Goal. Pick out every line in the entries below that contains the string "house" and copy each of those lines. Treat uppercase and lowercase as different.

Data provided.
==========

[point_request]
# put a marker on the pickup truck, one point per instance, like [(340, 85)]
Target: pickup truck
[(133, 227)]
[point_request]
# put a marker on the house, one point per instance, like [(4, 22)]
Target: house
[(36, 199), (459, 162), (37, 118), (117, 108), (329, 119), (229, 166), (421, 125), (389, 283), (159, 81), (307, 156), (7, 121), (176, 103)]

==========

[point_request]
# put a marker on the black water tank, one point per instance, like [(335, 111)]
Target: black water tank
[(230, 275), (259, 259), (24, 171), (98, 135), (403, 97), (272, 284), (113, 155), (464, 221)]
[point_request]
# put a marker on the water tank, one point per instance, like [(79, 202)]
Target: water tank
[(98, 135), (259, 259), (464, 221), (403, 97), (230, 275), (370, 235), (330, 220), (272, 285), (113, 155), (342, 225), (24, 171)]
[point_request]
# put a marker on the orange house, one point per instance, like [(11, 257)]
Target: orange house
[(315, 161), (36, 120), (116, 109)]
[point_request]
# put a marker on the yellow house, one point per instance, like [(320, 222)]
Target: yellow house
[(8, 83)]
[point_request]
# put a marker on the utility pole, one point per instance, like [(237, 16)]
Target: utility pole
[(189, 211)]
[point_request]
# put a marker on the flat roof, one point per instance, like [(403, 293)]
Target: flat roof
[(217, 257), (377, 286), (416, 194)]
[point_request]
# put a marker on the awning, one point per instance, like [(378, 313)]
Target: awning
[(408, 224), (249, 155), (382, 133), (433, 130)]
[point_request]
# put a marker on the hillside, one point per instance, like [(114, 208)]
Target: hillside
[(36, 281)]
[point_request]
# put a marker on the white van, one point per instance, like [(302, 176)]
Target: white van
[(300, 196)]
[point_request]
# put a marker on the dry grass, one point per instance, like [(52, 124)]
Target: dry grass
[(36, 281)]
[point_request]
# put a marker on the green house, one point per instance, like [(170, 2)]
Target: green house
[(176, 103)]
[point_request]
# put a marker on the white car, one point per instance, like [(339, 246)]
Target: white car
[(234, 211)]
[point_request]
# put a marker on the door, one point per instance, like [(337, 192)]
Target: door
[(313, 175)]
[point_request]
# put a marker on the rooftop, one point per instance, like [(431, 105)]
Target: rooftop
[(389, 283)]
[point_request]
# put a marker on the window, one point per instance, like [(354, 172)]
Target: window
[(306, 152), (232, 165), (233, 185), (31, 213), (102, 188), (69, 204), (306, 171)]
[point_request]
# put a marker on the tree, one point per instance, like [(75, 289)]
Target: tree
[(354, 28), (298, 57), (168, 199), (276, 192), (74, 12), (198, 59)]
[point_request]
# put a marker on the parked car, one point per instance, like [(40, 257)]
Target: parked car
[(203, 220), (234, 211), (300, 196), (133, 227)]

==========

Final result.
# put a marker on the house, one point per instance, like [(4, 22)]
Target: house
# put a marker on the orange house, one point per instance, like [(11, 257)]
Target: orange house
# put a marker on the yellow house, one point per instance, like [(320, 222)]
Target: yellow house
# put a marker on the green house, one point per instance, like [(170, 2)]
Target: green house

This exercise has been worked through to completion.